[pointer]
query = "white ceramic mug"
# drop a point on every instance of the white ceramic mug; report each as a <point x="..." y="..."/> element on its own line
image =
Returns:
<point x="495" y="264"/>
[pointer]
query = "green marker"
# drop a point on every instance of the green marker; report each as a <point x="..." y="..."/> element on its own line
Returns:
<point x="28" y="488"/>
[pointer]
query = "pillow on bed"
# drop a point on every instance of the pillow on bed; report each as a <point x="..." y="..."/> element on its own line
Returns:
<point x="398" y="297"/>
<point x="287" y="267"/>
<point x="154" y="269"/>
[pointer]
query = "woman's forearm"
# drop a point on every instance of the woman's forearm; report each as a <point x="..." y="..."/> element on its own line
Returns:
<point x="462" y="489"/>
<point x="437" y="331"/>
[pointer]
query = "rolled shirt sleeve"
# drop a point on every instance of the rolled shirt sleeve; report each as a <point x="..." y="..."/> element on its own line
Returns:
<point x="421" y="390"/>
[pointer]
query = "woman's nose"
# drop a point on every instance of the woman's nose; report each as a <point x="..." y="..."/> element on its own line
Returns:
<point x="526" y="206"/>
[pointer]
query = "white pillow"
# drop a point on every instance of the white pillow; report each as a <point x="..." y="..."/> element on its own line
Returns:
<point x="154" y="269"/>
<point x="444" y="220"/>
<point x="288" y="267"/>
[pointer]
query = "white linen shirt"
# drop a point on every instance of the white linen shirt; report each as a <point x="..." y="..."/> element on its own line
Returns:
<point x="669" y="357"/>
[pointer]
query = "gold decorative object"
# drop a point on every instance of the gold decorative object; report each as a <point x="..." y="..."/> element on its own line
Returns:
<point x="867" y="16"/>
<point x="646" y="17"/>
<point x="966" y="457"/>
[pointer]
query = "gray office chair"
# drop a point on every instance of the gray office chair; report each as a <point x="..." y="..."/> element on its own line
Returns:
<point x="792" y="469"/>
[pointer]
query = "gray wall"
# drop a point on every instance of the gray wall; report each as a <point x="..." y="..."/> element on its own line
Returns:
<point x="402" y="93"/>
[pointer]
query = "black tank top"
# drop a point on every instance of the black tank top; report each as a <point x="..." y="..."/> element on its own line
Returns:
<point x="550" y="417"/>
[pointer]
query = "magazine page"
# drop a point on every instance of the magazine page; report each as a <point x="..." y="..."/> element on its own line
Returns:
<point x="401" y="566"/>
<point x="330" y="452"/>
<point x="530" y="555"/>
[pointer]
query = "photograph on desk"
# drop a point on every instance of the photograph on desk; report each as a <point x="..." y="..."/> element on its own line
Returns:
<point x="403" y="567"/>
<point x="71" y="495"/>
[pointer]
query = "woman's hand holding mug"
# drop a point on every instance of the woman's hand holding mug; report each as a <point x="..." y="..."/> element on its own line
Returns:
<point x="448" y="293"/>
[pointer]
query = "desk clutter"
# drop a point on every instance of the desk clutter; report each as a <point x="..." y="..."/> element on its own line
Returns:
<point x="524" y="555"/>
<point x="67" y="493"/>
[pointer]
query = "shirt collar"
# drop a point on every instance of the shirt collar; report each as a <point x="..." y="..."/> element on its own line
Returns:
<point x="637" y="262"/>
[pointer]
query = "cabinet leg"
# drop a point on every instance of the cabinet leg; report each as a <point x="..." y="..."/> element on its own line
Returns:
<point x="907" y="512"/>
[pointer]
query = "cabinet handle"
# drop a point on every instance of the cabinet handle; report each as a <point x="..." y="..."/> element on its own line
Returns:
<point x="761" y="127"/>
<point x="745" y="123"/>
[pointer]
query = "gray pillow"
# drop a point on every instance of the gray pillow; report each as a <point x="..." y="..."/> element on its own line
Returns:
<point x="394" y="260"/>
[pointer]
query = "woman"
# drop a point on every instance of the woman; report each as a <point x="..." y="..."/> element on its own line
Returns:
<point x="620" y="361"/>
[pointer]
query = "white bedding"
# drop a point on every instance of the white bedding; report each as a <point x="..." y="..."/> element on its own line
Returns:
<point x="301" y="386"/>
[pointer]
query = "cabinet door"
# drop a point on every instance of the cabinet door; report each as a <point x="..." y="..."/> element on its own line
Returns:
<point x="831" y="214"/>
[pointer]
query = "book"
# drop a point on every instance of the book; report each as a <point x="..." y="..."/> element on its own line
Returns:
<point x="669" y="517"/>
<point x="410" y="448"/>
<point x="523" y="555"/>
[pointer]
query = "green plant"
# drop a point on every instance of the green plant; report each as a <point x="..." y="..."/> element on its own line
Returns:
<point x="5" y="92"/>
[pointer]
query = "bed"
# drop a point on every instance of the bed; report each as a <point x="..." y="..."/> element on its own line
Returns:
= = = = = = =
• [Set task]: Every entry above needs to be quoted exactly.

• [Correct output]:
[pointer]
query = "white ceramic mug"
# drop a point on every instance of the white ceramic mug; report each as a <point x="..." y="..."/> element on its own line
image =
Returns:
<point x="495" y="264"/>
[pointer]
query = "green marker"
# drop a point on every instance of the green marker; report each as a <point x="..." y="..."/> element on its own line
Returns:
<point x="28" y="488"/>
[pointer]
query = "pillow on bed"
# drop a point on every instance of the pillow on bed; report each as a <point x="..." y="..."/> element on its own line
Returns:
<point x="398" y="297"/>
<point x="287" y="267"/>
<point x="154" y="269"/>
[pointer]
query = "woman's forearm"
# drop a point on every instance of the woman's forearm; report each as a <point x="..." y="..."/> element on its own line
Returns:
<point x="462" y="489"/>
<point x="437" y="331"/>
[pointer]
query = "rolled shirt sleeve"
# drop a point on every instance of the rolled shirt sleeve; report each as a <point x="..." y="..."/> element on its own line
Returns:
<point x="421" y="390"/>
[pointer]
query = "woman's nose"
# drop a point on every instance of the woman's nose; report each as a <point x="..." y="..."/> element on its own line
Returns:
<point x="526" y="206"/>
[pointer]
query = "white pillow"
# drop a point on every instance of the white pillow; report each as a <point x="..." y="..."/> element on its own line
Returns:
<point x="154" y="269"/>
<point x="444" y="220"/>
<point x="288" y="267"/>
[pointer]
query = "white linen shirt"
# drop a point on every instance of the white linen shirt; report each as a <point x="..." y="..."/> element on its own line
Returns:
<point x="669" y="357"/>
[pointer]
query = "gold decorative object"
# drop a point on every instance of the gold decorative object; report each as a <point x="..." y="..."/> element on its own line
Returns:
<point x="867" y="16"/>
<point x="646" y="17"/>
<point x="966" y="457"/>
[pointer]
query = "gray office chair"
# drop a point on every instance of the gray office chair; report each as a <point x="..." y="..."/> element on its own line
Returns:
<point x="792" y="469"/>
[pointer]
query = "gray wall"
# drop a point on every instance of the gray wall; report each as a <point x="..." y="..."/> element on its own line
Returns:
<point x="402" y="93"/>
[pointer]
query = "black tank top"
# drop a point on every instance of the black tank top; report each as a <point x="..." y="..."/> element on its own line
Returns:
<point x="550" y="417"/>
[pointer]
query = "magazine page"
# drop a point on every instance of the magazine page; report each as a <point x="..." y="..."/> element on its own line
Returns:
<point x="401" y="566"/>
<point x="330" y="452"/>
<point x="530" y="555"/>
[pointer]
query = "photograph on desk"
# drop a point on every instance of the photograph on desk; report each as a <point x="..." y="..."/> element on its own line
Returns:
<point x="403" y="567"/>
<point x="71" y="495"/>
[pointer]
query = "woman's hand holding mug"
# drop a point on every instance of the woman's hand holding mug; report each as a <point x="..." y="..."/> element on its own line
Returns:
<point x="448" y="293"/>
[pointer]
query = "desk clutter"
# drop a point on every instance of the desk clutter; report each as a <point x="..." y="..."/> element on its own line
Returns:
<point x="524" y="555"/>
<point x="67" y="493"/>
[pointer]
query = "shirt collar"
# drop a point on every instance of the shirt collar; report each as a <point x="..." y="..."/> element on its own line
Returns:
<point x="637" y="262"/>
[pointer]
query = "cabinet leg"
# drop a point on every instance of the cabinet leg; report each as a <point x="..." y="..."/> element on its own line
Returns:
<point x="907" y="512"/>
[pointer]
query = "cabinet handle"
# drop a point on every instance of the cabinet handle; report each as a <point x="..." y="..."/> element on its own line
Returns:
<point x="761" y="127"/>
<point x="745" y="123"/>
[pointer]
query = "gray pillow"
# drop a point on every instance of the gray pillow; report each as a <point x="..." y="..."/> element on its own line
Returns:
<point x="394" y="260"/>
[pointer]
query = "woman"
# drop a point on every instance of the woman; report each as a <point x="..." y="..."/> element on its own line
Returns:
<point x="620" y="361"/>
[pointer]
query = "white bedding"
# drop a point on every instance of the white bedding; report each as a <point x="..." y="..."/> element on its own line
Returns:
<point x="301" y="386"/>
[pointer]
query = "cabinet door"
# drop a point on every instance of the cabinet door; report each as a <point x="..." y="..."/> element on its own line
Returns:
<point x="831" y="214"/>
[pointer]
query = "book"
# drop a point on every instance of the book; report each as a <point x="..." y="..."/> element on its own line
Returns:
<point x="669" y="517"/>
<point x="410" y="448"/>
<point x="523" y="555"/>
[pointer]
query = "green plant"
# drop a point on every instance of the green plant; report each as a <point x="..." y="..."/> element on its own line
Returns:
<point x="5" y="92"/>
[pointer]
query = "bed"
# drop a point on every instance of the bed; report each as a <point x="..." y="..."/> element on its own line
Returns:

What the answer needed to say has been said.